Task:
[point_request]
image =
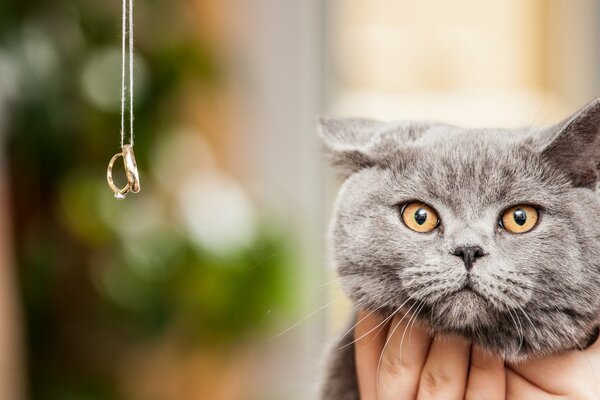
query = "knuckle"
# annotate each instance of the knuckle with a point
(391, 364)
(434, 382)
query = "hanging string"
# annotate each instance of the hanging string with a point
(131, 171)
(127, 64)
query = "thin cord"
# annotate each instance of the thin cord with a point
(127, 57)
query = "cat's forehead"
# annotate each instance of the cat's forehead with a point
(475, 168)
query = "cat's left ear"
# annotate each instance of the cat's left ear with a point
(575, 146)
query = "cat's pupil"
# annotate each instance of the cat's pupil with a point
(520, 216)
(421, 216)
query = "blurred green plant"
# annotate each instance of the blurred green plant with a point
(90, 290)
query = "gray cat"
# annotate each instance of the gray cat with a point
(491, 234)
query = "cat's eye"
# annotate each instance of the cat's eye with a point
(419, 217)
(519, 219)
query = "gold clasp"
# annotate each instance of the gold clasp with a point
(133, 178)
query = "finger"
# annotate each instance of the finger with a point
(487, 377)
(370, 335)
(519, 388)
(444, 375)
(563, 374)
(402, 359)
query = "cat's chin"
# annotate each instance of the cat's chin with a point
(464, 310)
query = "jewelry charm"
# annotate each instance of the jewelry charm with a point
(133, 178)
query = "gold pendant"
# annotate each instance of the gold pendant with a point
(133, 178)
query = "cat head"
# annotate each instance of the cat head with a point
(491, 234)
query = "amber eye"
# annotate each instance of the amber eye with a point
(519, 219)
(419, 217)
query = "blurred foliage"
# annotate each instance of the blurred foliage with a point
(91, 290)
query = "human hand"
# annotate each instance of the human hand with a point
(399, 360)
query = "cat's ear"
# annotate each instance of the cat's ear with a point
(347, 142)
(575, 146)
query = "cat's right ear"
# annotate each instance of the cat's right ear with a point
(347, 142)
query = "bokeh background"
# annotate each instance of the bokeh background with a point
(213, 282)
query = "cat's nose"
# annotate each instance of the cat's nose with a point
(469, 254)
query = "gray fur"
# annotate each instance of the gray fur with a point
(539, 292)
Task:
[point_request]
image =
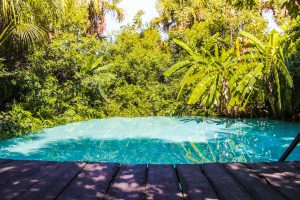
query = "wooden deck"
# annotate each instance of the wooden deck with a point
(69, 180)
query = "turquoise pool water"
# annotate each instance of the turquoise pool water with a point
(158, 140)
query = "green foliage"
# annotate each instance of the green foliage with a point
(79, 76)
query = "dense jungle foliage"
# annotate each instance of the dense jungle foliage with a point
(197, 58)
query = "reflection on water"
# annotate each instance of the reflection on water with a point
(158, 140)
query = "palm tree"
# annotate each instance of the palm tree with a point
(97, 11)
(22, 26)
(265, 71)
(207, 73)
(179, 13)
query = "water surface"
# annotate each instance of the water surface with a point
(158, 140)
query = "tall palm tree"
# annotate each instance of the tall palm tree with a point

▬▬▬▬▬▬▬▬▬▬

» Stated goal
List every line in the rows above that contains the word "deck", counting only matches with the same capitalization.

» Expected answer
query = "wooden deck"
# annotate each instance of the wooden deck with a point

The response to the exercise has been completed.